Do this: Copy every one of the following records line for line, without changing anything.

==================================================

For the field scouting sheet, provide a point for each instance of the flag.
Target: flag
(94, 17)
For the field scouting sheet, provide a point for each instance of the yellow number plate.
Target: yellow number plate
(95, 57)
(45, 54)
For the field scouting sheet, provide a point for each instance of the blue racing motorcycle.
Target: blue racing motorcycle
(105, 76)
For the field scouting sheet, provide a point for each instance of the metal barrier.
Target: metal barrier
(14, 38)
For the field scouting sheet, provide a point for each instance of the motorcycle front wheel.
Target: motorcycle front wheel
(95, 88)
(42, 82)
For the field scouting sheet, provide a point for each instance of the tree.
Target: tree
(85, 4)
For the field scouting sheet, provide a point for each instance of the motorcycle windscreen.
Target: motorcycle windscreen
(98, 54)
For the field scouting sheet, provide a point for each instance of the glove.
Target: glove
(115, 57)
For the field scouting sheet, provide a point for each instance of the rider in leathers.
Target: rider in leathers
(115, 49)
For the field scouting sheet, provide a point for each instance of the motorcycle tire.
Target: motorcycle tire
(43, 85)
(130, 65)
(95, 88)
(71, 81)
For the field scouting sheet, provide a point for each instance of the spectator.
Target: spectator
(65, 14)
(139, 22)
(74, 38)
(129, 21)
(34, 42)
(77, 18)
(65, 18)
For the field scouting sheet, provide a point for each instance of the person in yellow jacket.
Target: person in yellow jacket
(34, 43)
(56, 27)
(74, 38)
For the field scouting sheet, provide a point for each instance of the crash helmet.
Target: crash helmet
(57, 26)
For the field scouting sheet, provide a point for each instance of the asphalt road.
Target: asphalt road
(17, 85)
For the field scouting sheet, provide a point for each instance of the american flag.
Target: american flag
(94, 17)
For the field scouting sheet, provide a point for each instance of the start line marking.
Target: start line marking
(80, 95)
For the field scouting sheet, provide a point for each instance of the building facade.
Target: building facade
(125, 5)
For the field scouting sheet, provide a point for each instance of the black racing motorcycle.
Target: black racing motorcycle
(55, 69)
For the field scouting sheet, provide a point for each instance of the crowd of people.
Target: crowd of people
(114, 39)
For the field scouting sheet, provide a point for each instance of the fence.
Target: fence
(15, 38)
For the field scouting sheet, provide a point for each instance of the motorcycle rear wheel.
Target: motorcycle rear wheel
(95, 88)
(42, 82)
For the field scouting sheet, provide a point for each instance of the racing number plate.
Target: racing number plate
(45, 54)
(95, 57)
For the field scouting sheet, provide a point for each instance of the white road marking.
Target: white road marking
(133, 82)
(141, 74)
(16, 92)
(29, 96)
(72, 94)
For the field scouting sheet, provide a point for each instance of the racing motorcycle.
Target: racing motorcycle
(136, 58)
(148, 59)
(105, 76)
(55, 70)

==================================================

The output:
For the field scouting sheet, provide a point for each instance of the flag.
Target: flag
(94, 17)
For the field scouting sheet, provide a point for each instance of the yellow number plate.
Target: yellow number plate
(95, 57)
(45, 54)
For the field scouting sheet, provide a point for each instance of the blue racing motorcycle.
Target: blue racing motorcycle
(105, 76)
For the field scouting sheet, provide a point for each instance of the metal barrier.
Target: metal barrier
(14, 38)
For the field scouting sheet, provide a point for each instance of the motorcycle front wheel.
Target: motorcycle front wheel
(95, 88)
(42, 82)
For the field scouting sheet, provide a point for each instance of the tree.
Target: tree
(85, 4)
For the field scouting sheet, provide a point for each instance of the motorcycle windscreen.
Target: motorcycle windscreen
(98, 54)
For the field scouting sheet, provide a point for each instance of the glove.
Target: glove
(115, 57)
For the field scouting sheet, provide a point for each instance of the rider in leathers.
Target: rider in leathers
(115, 49)
For the field scouting sheet, provide a point for each instance of the motorcycle tire.
Target: motorcycle tire
(43, 85)
(130, 65)
(95, 88)
(71, 81)
For the field scouting sheet, provide a point for each instance of the spectator.
Target: spectator
(65, 14)
(139, 22)
(74, 38)
(129, 21)
(34, 42)
(77, 18)
(65, 18)
For the field scouting sheet, provide a point for each instance of the person in yellow jacket.
Target: person in yellow jacket
(34, 43)
(56, 27)
(74, 38)
For the field scouting sheet, provide a point for each instance of the crash helmet.
Target: crash helmet
(57, 26)
For the field scouting sheet, provide a point for each instance of the asphalt road.
Target: asphalt road
(17, 85)
For the field scouting sheet, provide a point for each instance of the american flag.
Target: american flag
(94, 17)
For the field scouting sheet, provide a point for each instance of the start line marking.
Target: start line marking
(80, 95)
For the field scouting sheet, provide a point for each instance of the building facade.
Target: building facade
(125, 5)
For the field scouting sheet, provide a point for each instance of the black racing motorcycle.
Target: black racing motorcycle
(55, 69)
For the field scouting sheet, provide a point for each instance of the crowd of people.
Target: crowd of people
(114, 39)
For the field scouting sheet, provide a point for each instance of the fence.
Target: fence
(15, 38)
For the field scouting sheet, provide a point for each instance of the motorcycle rear wheel.
Target: motorcycle rear wheel
(95, 88)
(42, 82)
For the field scouting sheet, provide a point for each instance of the racing number plate.
Target: racing number plate
(45, 54)
(95, 57)
For the field scouting sheet, provide a point for each instance of the white road marking.
Target: white road marking
(133, 82)
(141, 74)
(16, 92)
(29, 96)
(72, 94)
For the field scouting sheet, provide a point for each instance of the racing motorcycle.
Target: racing motorcycle
(136, 58)
(148, 59)
(105, 76)
(55, 70)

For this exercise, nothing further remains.